*** Opening of DATA SHOWN ***
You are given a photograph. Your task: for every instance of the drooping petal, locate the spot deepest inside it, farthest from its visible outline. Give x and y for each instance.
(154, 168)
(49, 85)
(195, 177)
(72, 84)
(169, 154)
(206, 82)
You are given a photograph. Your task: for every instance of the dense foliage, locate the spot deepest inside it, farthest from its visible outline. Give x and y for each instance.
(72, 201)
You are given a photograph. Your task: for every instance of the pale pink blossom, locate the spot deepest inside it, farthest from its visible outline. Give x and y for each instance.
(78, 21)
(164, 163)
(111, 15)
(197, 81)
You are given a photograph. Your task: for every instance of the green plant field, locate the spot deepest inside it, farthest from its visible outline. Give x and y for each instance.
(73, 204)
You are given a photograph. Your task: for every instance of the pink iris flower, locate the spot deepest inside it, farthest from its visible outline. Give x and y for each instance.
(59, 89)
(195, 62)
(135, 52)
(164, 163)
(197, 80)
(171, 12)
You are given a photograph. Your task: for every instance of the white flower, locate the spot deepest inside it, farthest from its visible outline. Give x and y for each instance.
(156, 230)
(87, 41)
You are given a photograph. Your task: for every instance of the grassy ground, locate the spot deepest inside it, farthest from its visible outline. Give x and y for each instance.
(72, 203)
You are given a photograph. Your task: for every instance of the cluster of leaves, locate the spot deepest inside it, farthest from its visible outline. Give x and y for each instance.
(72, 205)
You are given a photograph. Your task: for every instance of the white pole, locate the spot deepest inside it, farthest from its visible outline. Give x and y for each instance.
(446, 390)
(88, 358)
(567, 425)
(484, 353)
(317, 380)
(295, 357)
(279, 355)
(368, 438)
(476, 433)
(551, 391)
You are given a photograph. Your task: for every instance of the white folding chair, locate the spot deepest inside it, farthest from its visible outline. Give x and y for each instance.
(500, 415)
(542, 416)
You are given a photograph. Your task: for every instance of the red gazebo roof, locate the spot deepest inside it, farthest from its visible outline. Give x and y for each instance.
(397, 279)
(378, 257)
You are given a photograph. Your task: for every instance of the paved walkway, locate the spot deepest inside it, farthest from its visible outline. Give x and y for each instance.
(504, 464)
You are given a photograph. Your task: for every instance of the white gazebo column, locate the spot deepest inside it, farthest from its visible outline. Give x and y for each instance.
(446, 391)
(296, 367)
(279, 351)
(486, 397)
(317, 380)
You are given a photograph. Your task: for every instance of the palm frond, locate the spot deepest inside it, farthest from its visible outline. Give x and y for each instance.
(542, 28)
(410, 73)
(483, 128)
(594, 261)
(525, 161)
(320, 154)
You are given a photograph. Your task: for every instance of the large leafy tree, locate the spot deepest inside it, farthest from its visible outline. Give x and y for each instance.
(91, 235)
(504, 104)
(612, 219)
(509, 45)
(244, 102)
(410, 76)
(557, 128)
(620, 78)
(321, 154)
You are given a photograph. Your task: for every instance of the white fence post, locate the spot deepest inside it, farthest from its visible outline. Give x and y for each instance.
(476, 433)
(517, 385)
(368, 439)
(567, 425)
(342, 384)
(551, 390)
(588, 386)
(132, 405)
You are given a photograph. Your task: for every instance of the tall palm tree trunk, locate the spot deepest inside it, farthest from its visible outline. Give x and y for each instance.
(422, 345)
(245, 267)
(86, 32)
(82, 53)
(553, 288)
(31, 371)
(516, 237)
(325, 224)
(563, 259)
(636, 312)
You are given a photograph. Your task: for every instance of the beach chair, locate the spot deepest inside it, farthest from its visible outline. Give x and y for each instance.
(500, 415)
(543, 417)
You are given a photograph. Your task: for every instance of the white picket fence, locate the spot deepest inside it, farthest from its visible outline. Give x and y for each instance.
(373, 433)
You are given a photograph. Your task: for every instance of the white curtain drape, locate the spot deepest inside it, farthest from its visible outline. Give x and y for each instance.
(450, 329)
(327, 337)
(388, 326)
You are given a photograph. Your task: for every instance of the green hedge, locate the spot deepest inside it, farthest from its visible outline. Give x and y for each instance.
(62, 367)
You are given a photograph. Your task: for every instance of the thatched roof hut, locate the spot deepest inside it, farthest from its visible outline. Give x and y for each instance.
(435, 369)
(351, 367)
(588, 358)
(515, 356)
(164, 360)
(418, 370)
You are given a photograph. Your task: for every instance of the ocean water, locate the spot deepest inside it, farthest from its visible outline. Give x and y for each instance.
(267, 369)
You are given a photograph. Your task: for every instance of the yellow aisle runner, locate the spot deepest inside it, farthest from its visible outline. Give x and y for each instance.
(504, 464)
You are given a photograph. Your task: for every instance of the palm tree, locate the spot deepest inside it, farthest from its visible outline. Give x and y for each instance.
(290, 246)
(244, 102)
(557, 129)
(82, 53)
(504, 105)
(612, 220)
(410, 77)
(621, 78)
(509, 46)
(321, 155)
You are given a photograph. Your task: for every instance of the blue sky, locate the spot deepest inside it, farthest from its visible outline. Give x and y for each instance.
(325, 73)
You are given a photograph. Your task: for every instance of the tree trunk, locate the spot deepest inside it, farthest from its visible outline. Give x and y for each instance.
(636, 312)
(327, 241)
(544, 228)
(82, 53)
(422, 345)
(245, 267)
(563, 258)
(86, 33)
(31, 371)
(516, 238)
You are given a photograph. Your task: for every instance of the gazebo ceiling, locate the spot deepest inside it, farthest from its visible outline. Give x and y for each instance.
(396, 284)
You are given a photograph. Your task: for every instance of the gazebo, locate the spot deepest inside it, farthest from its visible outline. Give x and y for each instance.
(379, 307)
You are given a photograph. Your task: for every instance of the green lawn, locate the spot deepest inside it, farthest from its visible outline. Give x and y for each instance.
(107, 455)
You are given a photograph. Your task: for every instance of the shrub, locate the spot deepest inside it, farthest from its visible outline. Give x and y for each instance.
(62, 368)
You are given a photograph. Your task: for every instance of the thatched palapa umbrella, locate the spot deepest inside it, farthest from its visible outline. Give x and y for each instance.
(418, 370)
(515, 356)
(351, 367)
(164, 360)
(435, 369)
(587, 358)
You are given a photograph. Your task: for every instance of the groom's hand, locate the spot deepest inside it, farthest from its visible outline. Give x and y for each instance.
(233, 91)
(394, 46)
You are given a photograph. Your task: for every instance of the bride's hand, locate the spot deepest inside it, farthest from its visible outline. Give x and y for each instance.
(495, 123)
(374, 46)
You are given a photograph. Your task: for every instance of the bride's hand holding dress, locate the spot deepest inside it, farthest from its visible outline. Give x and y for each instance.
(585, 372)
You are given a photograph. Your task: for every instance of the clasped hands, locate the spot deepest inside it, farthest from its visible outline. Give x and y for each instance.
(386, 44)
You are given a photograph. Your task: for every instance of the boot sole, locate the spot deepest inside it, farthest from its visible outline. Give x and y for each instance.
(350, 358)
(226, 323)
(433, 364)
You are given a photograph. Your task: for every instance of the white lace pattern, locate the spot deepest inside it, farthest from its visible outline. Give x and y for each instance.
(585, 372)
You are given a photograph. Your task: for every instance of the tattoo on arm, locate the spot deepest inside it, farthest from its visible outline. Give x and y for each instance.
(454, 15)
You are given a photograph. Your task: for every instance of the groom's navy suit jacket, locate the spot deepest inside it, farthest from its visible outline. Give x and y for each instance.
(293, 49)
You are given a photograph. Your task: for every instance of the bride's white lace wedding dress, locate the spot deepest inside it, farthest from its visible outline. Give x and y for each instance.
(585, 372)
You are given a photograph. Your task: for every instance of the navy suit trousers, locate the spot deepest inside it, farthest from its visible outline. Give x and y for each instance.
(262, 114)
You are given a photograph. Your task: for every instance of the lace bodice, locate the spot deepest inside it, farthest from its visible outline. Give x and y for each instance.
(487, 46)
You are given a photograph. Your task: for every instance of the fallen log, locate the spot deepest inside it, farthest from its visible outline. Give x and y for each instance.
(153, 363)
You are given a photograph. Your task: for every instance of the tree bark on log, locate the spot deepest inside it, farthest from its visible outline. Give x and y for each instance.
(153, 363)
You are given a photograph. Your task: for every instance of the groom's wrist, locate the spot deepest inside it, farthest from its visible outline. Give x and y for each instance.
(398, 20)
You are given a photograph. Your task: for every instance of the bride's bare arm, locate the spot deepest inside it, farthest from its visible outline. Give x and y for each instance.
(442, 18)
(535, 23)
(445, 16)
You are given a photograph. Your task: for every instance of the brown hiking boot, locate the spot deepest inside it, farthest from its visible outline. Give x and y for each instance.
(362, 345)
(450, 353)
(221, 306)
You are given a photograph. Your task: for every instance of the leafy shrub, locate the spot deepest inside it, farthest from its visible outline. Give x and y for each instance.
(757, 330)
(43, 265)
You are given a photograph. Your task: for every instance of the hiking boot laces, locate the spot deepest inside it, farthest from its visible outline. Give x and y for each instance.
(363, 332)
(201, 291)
*** Close of DATA SHOWN ***
## THE PROBLEM
Starting at the line that contains "of the leafy", quote each remaining line of the entries above, unchanged.

## RESPONSE AREA
You are given a photograph. Your task: for every instance of the leafy shrub, locate the spot deepest inside it, farthest from its visible outline. Give x and y for each instance.
(757, 330)
(43, 265)
You are given a photograph. Your task: for every instance of the hiking boot laces, locate the spot deepest inside it, farthest from its visible outline. Give x and y for each instance.
(363, 332)
(201, 291)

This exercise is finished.